(Teks)
Kapan ijtihad boleh dilakukan dan kapan ijtihad tidak boleh dilakukan

Jakarta - Ijtihad adalah pengerahan segenap upaya untuk menemukan hukum sesuatu secara rinci. Ijtihad juga merupakan salah satu sumber hukum Islam setelah Al-Quran, al-Hadits, Ijma, dan Qiyas.

Ijtihad di era modern merupakan kebutuhan untuk menjawab permasalahan yang terus bermunculan yang hukumnya tidak terurai jelas dalam sumber hukum utama, Al-Quran dan al-Hadits.

Baca juga: Metode Ilmiah: Syarat dan Langkah-Langkahnya

Meski kebutuhan, ijtihad tidak bisa dilakukan semua orang. Hanya ulama yang memenuhi syarat yang bisa melakukan ijtihad.

Ketatnya syarat berijtihad sampai memunculkan kesan yakni pintu ijtihad telah tertutup. Padahal sejak masa sahabat Nabi Muhammad hingga saat ini, fenomena ijtihad masih cukup dinamis.

Orang yang bersunguh-sungguh melakukan ijtihad disebut dengan mujtahid. Namun, tingkatan mujtahid pun beragam tergantung kemampuan dalam menggali hukum dari sumber utamanya.

Dalam ijtihad dikenal ijtihad saintifik adalah sebagai sumber hukum yang bersifat mutlak dan otoritatif. Sedangkan hasil ijtihad saintifik tergolong dalam hukum fiqh yang bersifat relatif, liberal, terbuka untuk diuji dan dikaji ulang serta terbuka untuk dikritik.

Tujuan ijtihad menurut Nur Kholis dalam makalah berjudul 'Urgensi Ijtihad Saintifik Dalam Menjawab Problematika Hukum Transaksi Kontemporer' adalah untuk menjawab problematika transaksi kontemporer pada era global, dengan rasional.

Al Quran dan al-Sunnah sebagai sumber utama hukum Islam telah menyediakan instrumen-instrumen hukum yang menjadikannya fleksibel dengan segala perubahan zaman. Sehingga Islam adalah agama yang senantiasa sesuai untuk segala zaman dan tempat, termasuk di era globalisasi.

(Yang Dikerjakan)
A: Jawablah pertanyaan berikut berdasarkan teks tentang ijtihad.
(i) Apa sebutan bagi orang yang bersungguh-sungguh melakukan ijtihad?
(ii) Siapa saja yang bisa melakukan ijtihad?
(iii) Apa judul makalah Nur Kholis yang disebut dalam teks?
B: Terjemahkan kalimat "Hanya ulama yang memenuhi syarat yang bisa melakukan ijtihad." dari teks tentang ijtihad ke dalam bahasa Inggris.

(Data Tersedia)
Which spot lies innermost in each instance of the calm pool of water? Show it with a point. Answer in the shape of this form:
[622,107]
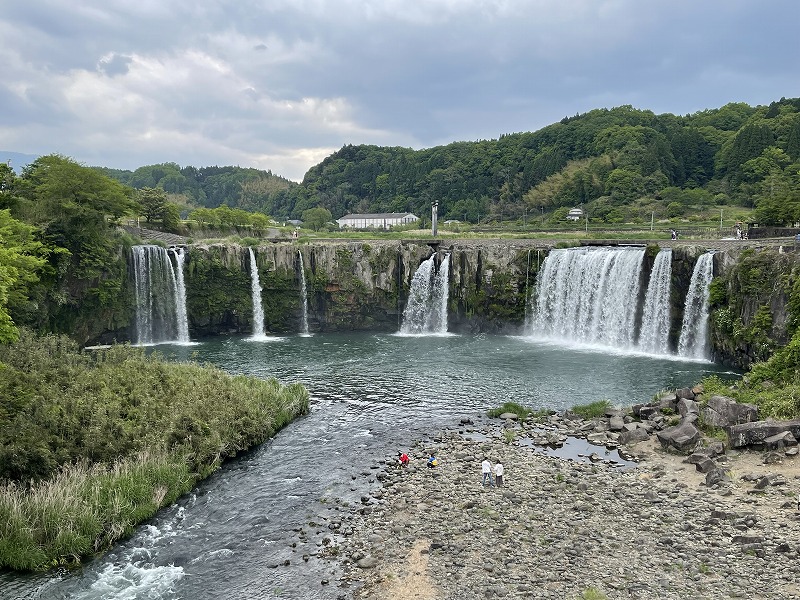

(Jawaban Tiap Tugas)
A:
(i) Mujtahid.
(ii) Hanya ulama yang memenuhi syarat.
(iii) 'Urgensi Ijtihad Saintifik Dalam Menjawab Problematika Hukum Transaksi Kontemporer'.

B: Only Islamic scholars who meet the requirements can perform ijtihad.